(Raw records)
▽
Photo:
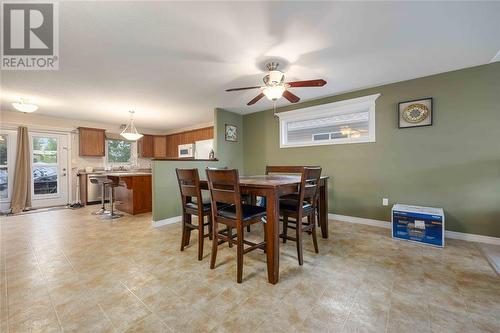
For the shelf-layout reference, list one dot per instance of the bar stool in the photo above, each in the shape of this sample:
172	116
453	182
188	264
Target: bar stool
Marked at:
100	180
112	183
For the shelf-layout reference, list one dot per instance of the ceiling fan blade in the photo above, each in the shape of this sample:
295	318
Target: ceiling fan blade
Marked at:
291	97
245	88
256	99
308	83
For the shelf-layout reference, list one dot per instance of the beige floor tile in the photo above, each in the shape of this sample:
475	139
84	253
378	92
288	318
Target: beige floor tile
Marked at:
72	270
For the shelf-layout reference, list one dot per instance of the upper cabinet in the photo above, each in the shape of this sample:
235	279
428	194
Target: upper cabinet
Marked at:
166	146
160	146
92	141
145	146
174	140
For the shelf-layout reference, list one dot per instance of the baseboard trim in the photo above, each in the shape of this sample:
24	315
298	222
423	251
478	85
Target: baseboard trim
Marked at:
170	220
387	225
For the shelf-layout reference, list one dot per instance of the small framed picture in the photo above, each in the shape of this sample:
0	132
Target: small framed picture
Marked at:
231	133
416	113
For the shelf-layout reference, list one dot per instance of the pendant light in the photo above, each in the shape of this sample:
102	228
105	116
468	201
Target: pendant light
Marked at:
130	132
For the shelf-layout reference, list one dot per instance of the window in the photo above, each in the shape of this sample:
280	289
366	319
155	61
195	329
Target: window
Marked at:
118	151
349	121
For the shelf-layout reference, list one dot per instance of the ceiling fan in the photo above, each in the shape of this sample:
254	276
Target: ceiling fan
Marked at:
276	87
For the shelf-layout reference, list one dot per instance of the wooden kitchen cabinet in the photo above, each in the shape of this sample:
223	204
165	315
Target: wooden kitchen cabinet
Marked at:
92	141
159	146
146	146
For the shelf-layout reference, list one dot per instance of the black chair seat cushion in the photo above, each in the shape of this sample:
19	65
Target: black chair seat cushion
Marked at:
248	212
206	205
292	205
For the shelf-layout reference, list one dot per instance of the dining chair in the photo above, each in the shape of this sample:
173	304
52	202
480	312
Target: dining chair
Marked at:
189	186
224	188
303	206
292	170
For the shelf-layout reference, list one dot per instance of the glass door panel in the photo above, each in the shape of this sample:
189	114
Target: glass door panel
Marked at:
45	165
4	166
49	163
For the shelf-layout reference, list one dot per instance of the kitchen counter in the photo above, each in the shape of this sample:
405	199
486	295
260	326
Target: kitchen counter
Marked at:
133	195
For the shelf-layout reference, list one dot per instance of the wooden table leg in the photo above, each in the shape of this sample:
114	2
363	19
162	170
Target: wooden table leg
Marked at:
323	208
272	241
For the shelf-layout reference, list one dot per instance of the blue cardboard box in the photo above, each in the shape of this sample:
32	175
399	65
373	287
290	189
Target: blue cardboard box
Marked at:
418	224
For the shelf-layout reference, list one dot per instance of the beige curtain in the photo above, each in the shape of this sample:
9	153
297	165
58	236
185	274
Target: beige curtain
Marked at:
21	193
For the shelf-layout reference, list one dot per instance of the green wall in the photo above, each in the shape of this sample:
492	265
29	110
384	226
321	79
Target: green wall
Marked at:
454	164
166	197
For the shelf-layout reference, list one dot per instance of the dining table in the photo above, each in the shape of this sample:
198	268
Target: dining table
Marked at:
272	187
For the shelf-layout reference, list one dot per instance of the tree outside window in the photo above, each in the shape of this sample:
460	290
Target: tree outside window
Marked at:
119	151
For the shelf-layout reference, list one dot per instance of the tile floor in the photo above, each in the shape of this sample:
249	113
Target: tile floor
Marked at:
69	271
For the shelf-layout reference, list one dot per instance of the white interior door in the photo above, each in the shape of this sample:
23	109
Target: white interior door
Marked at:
49	169
8	145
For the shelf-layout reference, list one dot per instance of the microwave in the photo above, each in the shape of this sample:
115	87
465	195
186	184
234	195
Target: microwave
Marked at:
186	151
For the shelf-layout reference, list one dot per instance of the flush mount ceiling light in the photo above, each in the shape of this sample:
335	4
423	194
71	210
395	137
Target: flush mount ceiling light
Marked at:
274	92
275	86
130	132
25	106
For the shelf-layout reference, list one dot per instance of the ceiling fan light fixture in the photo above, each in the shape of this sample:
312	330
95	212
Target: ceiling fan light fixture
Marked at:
25	106
130	132
274	92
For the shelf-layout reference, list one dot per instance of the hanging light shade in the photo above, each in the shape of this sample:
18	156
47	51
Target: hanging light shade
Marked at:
25	106
130	132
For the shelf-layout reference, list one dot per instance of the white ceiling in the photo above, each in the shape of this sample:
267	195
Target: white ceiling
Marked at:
171	61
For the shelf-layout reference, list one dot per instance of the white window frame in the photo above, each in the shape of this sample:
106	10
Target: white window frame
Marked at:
133	154
365	103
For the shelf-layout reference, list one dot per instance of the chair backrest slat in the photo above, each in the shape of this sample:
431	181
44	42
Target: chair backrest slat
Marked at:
224	186
309	184
189	186
285	169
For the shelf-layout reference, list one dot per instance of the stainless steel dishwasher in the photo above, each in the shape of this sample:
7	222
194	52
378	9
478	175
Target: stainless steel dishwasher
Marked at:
94	191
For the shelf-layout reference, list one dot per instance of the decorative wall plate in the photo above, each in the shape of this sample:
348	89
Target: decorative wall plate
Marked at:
415	113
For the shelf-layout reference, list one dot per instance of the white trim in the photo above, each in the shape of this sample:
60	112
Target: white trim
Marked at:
472	237
38	128
496	57
365	103
387	225
360	220
161	223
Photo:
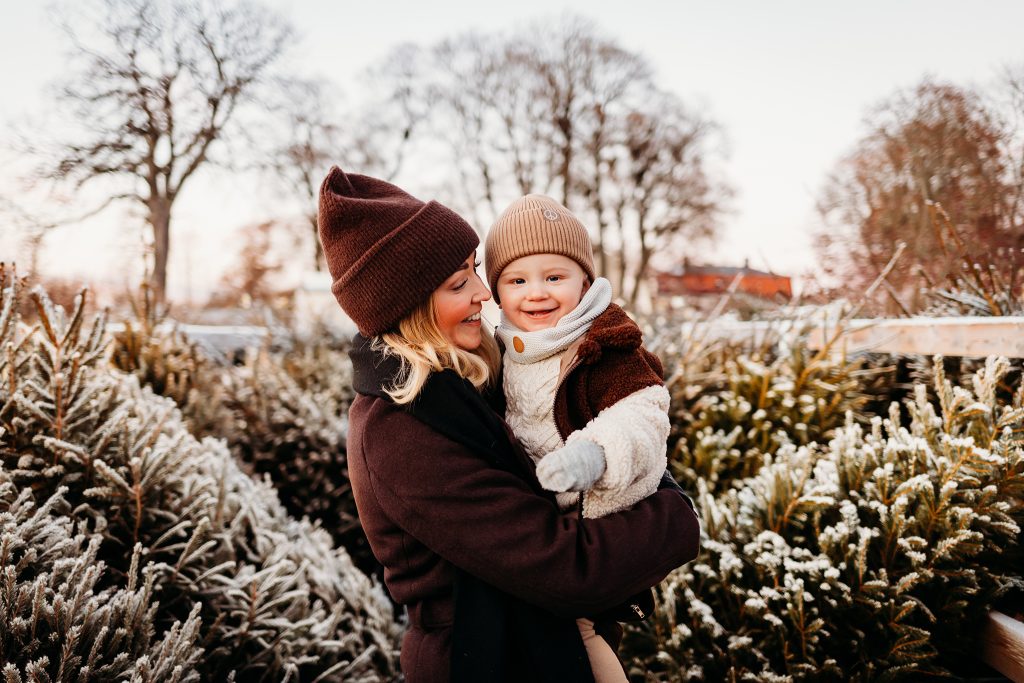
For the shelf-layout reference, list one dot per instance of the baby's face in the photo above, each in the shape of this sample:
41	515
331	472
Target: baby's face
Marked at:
537	291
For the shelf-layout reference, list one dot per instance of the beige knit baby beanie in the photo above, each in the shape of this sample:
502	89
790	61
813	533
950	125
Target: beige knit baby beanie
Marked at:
536	224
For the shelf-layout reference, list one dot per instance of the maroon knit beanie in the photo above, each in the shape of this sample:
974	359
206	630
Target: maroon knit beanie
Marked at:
386	250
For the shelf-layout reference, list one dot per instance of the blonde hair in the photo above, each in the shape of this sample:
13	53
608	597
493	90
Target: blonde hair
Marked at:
423	349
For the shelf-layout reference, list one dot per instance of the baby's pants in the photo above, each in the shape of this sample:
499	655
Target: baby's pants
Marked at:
603	662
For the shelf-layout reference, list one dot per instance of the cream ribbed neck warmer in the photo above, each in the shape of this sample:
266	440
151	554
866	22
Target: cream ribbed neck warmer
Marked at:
542	344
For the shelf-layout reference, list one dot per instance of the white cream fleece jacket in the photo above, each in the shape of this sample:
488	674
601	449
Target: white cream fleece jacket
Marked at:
632	432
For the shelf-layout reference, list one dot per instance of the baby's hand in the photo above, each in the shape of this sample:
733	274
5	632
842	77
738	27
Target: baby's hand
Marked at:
576	466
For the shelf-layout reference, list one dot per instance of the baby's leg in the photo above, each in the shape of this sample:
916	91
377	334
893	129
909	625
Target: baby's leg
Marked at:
603	662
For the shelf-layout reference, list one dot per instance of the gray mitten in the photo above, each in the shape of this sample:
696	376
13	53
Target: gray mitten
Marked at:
576	466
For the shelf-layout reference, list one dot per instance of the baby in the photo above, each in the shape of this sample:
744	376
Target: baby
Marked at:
583	395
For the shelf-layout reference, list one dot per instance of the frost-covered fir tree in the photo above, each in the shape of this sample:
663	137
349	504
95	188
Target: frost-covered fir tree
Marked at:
282	414
199	565
872	557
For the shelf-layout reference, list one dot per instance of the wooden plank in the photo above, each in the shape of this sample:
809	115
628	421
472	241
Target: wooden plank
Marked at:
949	336
1003	645
977	337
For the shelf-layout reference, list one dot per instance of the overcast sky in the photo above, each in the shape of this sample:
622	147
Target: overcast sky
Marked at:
788	82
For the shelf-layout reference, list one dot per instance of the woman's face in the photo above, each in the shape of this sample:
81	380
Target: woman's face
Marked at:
458	303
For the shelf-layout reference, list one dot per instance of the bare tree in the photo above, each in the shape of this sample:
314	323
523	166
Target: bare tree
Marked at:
560	110
156	85
662	185
318	130
936	145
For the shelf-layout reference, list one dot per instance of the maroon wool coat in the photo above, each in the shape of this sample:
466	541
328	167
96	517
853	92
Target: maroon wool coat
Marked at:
430	505
610	364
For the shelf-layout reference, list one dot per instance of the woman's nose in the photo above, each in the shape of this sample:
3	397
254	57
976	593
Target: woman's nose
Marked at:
482	293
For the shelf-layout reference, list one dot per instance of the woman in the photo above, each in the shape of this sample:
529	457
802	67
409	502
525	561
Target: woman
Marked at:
492	573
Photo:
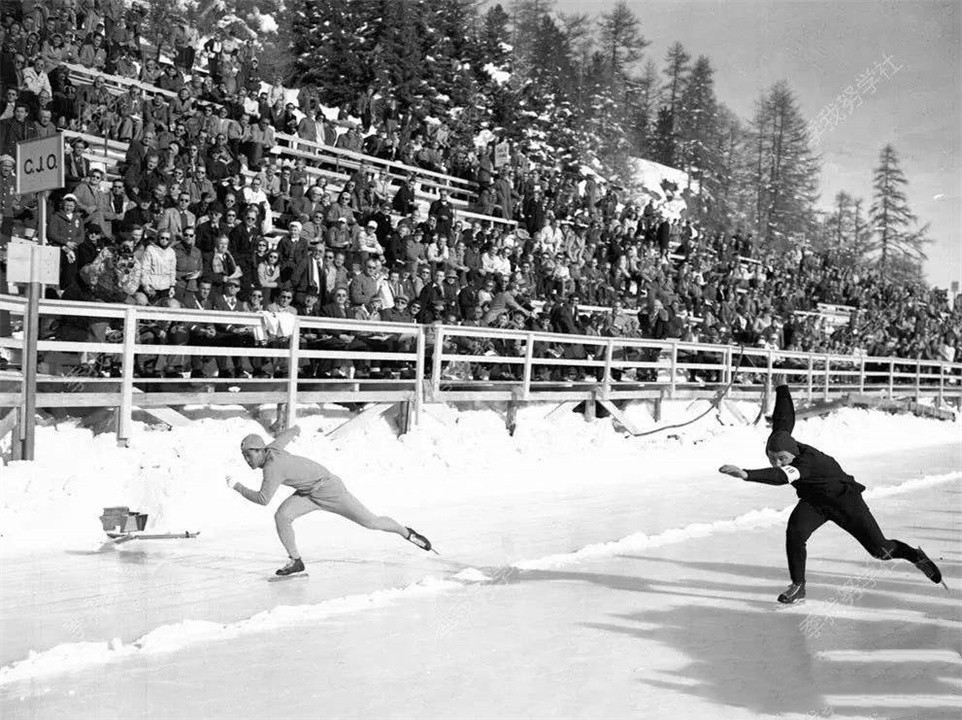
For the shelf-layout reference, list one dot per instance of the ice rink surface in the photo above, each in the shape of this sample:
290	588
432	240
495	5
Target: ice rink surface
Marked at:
523	615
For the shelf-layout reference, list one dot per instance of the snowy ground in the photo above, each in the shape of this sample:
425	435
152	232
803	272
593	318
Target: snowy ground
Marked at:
524	615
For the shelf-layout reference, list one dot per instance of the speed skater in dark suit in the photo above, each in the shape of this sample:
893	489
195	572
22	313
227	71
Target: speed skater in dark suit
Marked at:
825	492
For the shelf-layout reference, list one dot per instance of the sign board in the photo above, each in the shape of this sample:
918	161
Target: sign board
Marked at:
502	154
40	164
19	258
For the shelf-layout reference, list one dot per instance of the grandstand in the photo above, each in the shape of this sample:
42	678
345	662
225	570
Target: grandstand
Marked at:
508	271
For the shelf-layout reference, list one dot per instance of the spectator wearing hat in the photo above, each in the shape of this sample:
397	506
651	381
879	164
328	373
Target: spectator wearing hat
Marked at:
178	218
93	54
505	196
199	186
404	201
294	247
35	80
269	271
310	275
144	180
364	287
93	201
65	227
230	335
14	130
190	262
443	211
220	264
339	236
433	290
10	201
158	268
366	245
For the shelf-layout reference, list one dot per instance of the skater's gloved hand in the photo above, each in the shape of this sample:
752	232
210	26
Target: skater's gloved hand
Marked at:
733	470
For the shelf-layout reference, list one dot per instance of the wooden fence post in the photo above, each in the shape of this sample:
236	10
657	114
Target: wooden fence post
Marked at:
828	366
674	365
609	354
941	384
528	356
419	378
436	361
292	373
918	380
125	411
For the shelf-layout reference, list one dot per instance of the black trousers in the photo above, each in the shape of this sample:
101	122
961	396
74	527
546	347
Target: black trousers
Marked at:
851	514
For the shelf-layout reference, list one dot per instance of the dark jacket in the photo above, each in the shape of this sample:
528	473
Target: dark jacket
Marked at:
816	477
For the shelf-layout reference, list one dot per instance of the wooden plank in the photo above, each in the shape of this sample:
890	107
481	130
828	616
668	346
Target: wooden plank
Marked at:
619	416
733	409
9	423
164	414
561	409
361	420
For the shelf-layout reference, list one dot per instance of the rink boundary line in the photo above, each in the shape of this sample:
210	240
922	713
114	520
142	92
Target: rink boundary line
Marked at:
172	637
752	520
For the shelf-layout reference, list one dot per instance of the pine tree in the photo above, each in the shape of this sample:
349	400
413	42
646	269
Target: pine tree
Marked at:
695	120
666	128
676	72
621	40
333	42
495	34
725	198
526	19
397	61
786	168
899	243
663	140
642	102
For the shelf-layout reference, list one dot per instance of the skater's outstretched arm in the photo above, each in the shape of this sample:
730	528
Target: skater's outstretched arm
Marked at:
767	476
285	437
269	486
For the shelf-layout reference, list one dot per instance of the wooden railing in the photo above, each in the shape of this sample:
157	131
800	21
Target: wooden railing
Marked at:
433	363
462	191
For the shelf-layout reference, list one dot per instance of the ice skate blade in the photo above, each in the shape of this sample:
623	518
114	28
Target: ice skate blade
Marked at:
281	578
791	604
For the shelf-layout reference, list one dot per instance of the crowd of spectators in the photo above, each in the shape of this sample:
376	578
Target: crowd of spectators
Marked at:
202	214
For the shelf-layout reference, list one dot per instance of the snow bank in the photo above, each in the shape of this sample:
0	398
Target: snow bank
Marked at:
453	457
497	74
752	520
171	638
179	636
655	183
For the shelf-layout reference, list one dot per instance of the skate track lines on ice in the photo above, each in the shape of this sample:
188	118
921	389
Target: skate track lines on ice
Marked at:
72	657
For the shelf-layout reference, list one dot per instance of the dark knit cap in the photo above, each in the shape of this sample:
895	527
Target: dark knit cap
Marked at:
781	440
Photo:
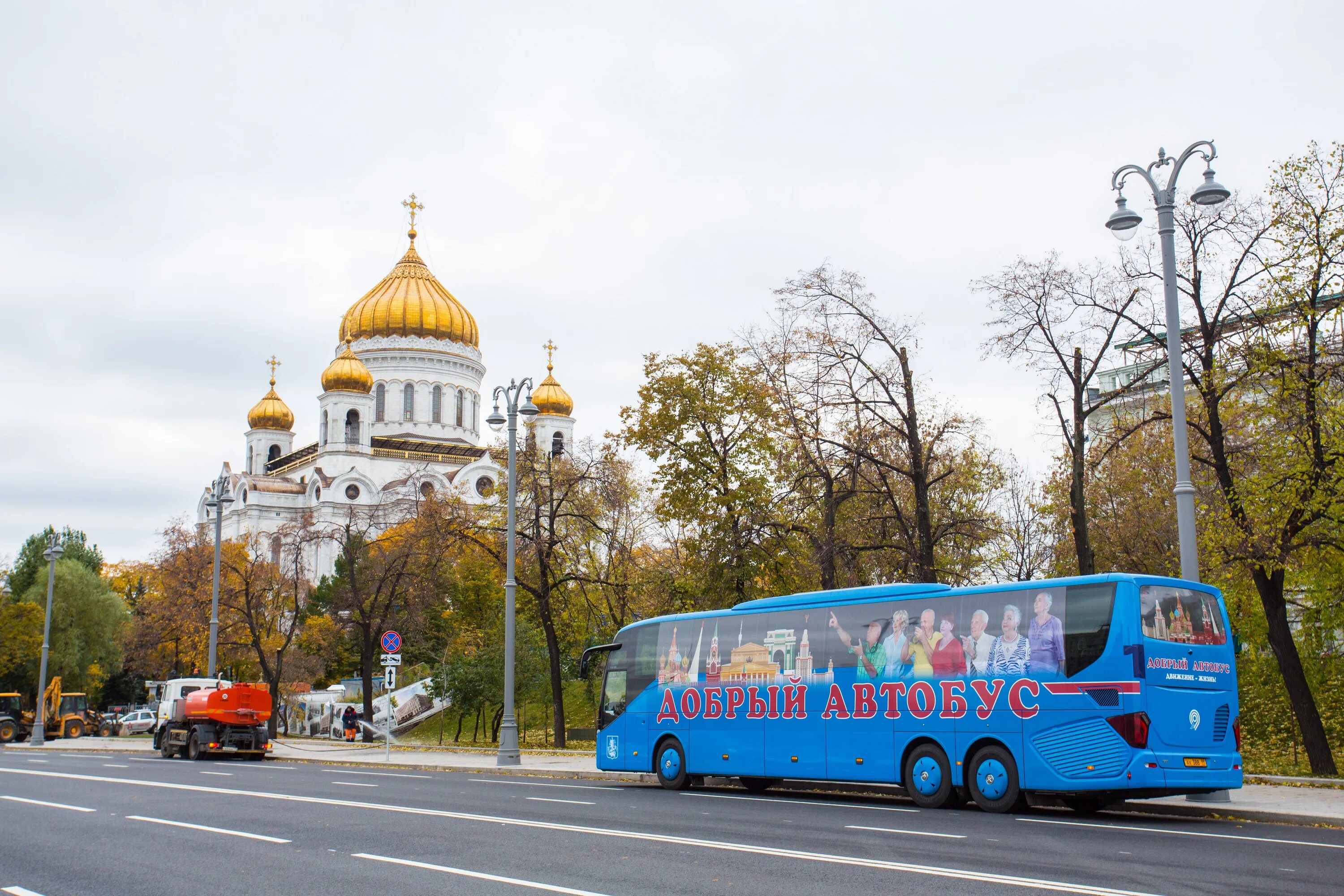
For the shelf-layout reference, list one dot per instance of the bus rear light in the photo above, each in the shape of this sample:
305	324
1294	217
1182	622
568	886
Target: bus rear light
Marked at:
1132	727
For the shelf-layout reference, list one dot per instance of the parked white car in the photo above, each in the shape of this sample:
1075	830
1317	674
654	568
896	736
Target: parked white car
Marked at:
136	723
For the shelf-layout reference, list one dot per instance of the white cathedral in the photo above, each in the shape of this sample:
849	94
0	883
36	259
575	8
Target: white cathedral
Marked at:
400	418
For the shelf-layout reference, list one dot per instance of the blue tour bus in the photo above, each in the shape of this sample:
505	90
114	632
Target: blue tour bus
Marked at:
1090	689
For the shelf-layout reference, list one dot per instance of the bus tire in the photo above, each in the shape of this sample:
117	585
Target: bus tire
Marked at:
928	777
671	765
994	781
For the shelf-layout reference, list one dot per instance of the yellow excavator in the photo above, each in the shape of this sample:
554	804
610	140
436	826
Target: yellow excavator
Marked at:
65	715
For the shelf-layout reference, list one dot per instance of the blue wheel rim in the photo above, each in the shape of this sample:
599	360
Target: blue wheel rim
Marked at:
926	775
992	780
670	763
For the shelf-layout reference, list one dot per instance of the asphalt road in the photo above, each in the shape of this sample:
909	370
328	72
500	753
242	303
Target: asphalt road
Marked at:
112	824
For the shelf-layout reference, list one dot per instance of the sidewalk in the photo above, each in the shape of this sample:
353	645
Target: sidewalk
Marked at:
1289	802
△
Task description: Exactly the lines from the line containing "the skate track" through the last line of the entries above are to be quoted, both included, and nothing else. Pictures are left out.

Finished exercise:
For the shelf-layout reference, list one dot per instance of the skate track lines on ice in the photo above, each in the shape of this sample:
188	118
921	389
Target: skate track lines on ice
Marked at:
72	657
For the shelf-layout reference, list one dot per instance of the dark knit cap in the photo above, each in the shape of this sample:
895	527
Target: dark knit cap
Marked at:
781	440
Photo:
For the shelf-layout reference, list one dot per instance of the bus rear light in the photo above, each in the shape of this sample:
305	324
1294	217
1182	622
568	886
Target: bus rear light
Marked at:
1132	727
For the shelf-layout reference, list one dot per instance of the parked white car in the photo above, each in the shape of this sample:
1075	830
1317	674
654	568
896	736
Target: parked white car
Marked at:
136	723
For the shelf-layout reference, list one dot per instance of the white cathedral in the photo above, each in the shape of this sample:
849	94
0	883
36	259
575	8
Target: white cathedral
Marked at:
400	418
For the shelf-layout reference, list one dot per instance of the blue tour bus in the photo above, each in the shape of this sample:
505	90
114	632
Target: blue tour bus
Marked at:
1090	689
For the shelf-layout reference, list one dot per instance of the bus tire in the photo above, each in the shape of this sample:
117	585
Target: bus tire
Marked at:
928	777
671	765
994	781
For the shelf-layout reference, list one dot per instance of the yellow excavator in the photo above, each in the shape of this sample:
554	804
610	140
436	826
Target: yellow excavator
Marked at:
65	715
For the shelf-layout reference, list one dot per instance of the blue wheel rim in the photo above, each in the shape of this sample:
599	360
Target: blue wheel rim
Marked at:
926	775
992	780
670	763
For the shelf-layout reference, list one dot per instance of the asphalt road in the photo above, each in the shape of this sample:
909	370
328	72
500	753
242	303
Target: asphalt road
Marked at:
112	824
For the shelf-layout reference, list one dot per instance of the sidewalk in the photo above, each in the shape of this sample:
353	645
Target: sidewalk
Marked at:
1289	802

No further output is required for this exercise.